**DATA PROVIDED**
- - -
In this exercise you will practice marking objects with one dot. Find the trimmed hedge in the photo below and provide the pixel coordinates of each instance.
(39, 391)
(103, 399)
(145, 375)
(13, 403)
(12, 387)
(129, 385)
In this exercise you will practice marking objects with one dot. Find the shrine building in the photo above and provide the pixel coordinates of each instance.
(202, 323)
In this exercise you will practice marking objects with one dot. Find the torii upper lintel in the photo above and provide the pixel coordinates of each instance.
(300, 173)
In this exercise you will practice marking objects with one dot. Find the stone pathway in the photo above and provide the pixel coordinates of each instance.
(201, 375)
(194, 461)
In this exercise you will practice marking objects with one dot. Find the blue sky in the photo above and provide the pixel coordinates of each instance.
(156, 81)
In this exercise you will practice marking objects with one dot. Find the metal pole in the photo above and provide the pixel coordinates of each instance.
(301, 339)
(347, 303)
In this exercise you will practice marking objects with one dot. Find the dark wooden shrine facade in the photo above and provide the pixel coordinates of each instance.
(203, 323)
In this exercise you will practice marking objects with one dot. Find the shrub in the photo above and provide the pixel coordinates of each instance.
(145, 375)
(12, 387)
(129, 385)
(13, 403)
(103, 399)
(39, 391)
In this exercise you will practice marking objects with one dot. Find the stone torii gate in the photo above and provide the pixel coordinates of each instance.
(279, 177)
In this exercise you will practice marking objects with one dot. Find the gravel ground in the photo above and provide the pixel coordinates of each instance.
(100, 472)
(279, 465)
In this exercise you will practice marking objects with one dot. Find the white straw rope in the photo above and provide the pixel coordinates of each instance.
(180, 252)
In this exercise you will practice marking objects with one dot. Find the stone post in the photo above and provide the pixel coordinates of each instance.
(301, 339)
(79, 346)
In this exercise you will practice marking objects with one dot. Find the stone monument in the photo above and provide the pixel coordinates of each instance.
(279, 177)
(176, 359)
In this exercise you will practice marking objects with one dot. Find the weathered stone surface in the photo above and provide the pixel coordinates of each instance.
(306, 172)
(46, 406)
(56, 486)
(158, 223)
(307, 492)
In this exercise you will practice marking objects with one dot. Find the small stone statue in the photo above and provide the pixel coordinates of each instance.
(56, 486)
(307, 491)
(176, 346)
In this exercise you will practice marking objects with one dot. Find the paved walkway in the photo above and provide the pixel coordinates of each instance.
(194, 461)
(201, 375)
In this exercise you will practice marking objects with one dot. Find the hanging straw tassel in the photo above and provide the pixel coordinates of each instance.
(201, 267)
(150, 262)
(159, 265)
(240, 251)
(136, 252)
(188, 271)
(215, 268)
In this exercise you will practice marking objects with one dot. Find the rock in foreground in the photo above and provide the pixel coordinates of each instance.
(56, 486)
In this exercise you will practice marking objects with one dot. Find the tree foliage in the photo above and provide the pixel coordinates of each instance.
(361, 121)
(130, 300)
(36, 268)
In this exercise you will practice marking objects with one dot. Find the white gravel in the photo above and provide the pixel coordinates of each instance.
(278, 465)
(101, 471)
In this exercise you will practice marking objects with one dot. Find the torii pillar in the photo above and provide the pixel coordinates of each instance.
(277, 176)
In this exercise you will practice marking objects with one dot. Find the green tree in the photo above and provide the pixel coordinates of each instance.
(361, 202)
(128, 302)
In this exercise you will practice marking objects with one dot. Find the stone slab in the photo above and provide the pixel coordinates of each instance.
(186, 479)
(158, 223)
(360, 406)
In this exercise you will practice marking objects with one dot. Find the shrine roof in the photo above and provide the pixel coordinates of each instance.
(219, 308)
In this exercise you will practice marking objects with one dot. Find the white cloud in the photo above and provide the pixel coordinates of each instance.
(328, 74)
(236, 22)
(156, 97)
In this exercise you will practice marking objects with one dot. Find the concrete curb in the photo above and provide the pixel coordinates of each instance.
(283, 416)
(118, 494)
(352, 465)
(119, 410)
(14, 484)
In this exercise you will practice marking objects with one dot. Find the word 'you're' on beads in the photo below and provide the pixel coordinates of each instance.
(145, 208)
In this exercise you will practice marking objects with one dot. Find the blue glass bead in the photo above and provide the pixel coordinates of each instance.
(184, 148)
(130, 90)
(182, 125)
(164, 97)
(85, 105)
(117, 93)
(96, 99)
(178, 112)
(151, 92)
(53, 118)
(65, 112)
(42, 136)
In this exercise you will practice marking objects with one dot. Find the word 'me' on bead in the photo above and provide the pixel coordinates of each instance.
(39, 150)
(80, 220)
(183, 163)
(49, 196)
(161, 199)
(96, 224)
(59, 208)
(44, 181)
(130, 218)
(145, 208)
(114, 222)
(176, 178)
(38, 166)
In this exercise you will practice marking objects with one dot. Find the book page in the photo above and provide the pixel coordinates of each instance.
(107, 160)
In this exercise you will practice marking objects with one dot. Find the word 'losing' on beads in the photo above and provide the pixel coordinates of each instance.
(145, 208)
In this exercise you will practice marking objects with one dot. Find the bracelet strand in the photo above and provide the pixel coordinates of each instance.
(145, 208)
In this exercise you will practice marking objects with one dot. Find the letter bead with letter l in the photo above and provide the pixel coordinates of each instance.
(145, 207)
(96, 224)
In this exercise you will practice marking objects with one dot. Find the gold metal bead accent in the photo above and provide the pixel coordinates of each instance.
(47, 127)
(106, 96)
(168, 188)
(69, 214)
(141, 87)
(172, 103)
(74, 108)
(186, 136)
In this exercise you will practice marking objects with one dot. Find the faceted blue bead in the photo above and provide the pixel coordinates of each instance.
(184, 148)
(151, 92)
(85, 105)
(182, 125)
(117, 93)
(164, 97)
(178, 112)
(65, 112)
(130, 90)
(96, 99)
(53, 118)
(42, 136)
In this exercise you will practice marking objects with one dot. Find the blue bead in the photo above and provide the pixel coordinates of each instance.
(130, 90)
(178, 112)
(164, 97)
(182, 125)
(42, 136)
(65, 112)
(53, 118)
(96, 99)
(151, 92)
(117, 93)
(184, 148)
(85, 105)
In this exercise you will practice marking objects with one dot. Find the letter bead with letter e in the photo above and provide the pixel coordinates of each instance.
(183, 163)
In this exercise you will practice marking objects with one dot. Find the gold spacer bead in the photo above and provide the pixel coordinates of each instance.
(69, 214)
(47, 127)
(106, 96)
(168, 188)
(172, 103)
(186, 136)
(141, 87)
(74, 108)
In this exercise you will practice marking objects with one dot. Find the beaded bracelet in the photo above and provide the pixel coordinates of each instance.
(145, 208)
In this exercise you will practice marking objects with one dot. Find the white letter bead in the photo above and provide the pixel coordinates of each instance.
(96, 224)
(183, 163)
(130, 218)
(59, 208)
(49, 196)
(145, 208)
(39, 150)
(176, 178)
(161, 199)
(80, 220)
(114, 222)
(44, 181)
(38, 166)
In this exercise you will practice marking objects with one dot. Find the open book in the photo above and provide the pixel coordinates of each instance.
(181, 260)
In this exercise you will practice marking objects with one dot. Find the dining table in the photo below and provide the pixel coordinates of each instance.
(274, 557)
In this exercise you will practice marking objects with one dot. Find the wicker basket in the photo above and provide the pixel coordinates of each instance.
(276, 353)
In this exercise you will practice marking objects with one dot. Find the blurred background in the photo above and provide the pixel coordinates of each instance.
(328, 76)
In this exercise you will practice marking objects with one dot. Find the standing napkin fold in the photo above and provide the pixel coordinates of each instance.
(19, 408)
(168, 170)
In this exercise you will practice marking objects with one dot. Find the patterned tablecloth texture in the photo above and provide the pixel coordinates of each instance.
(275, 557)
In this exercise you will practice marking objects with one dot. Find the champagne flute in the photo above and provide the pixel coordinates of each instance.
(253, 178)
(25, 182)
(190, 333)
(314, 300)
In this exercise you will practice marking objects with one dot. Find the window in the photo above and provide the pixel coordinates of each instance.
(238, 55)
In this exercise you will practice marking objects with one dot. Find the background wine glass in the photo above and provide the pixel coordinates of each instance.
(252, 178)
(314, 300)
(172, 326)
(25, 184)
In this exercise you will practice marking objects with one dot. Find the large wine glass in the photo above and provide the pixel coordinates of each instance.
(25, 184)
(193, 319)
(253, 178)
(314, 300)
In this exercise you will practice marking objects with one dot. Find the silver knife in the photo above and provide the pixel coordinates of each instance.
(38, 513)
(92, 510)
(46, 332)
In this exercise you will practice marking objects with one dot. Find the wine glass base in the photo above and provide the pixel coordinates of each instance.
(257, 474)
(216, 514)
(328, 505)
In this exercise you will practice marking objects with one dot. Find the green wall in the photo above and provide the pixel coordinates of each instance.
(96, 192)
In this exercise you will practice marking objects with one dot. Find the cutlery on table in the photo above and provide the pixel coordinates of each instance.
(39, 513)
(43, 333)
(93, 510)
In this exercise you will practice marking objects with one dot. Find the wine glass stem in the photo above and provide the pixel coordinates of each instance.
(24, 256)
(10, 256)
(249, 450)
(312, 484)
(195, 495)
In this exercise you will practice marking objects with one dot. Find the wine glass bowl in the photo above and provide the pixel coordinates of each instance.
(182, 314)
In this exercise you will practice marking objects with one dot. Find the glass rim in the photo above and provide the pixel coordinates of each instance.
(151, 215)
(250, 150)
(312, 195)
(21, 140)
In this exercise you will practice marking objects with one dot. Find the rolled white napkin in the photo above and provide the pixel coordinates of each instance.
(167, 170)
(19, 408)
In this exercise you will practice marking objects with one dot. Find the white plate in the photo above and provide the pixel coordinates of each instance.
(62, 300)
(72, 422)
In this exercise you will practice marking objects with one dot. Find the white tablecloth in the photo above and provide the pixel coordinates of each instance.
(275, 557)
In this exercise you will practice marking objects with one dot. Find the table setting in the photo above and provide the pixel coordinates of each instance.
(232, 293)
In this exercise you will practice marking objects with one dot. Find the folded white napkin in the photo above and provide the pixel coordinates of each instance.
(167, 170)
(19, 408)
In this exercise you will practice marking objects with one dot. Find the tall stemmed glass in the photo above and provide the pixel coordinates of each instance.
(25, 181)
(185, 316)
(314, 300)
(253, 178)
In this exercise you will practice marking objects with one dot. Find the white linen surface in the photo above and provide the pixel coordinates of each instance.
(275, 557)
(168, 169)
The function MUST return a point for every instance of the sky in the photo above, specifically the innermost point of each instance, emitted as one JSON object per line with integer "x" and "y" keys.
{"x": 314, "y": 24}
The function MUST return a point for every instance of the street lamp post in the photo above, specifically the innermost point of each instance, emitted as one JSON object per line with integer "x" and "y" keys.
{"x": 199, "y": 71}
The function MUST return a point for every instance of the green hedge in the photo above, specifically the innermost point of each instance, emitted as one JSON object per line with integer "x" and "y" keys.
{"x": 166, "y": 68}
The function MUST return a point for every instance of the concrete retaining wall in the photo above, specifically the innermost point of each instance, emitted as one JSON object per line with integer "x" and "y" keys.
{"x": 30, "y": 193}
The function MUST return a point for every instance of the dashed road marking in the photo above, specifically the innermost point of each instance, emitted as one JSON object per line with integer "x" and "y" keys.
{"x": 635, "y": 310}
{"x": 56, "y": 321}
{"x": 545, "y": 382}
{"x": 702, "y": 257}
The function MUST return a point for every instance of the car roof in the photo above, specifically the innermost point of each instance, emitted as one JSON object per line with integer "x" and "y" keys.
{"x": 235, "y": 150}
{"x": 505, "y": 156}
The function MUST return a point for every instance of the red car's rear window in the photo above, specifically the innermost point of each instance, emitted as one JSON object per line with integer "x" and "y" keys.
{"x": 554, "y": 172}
- - -
**PROBLEM DETAILS**
All lines from the one containing "the car roof" to the last line above should be reproduced exactly, and no other lines should be given.

**RESPONSE**
The function MUST return a point for every instance of the car roof in the photo above, specifically the innermost point of each instance, emitted as one JSON object per line with integer "x" and "y" keys.
{"x": 235, "y": 150}
{"x": 505, "y": 156}
The function MUST return a point for every instance of the red car's rear window in the photo above, specifically the innermost point of each instance, emitted as one JSON object per line with integer "x" and "y" keys.
{"x": 554, "y": 172}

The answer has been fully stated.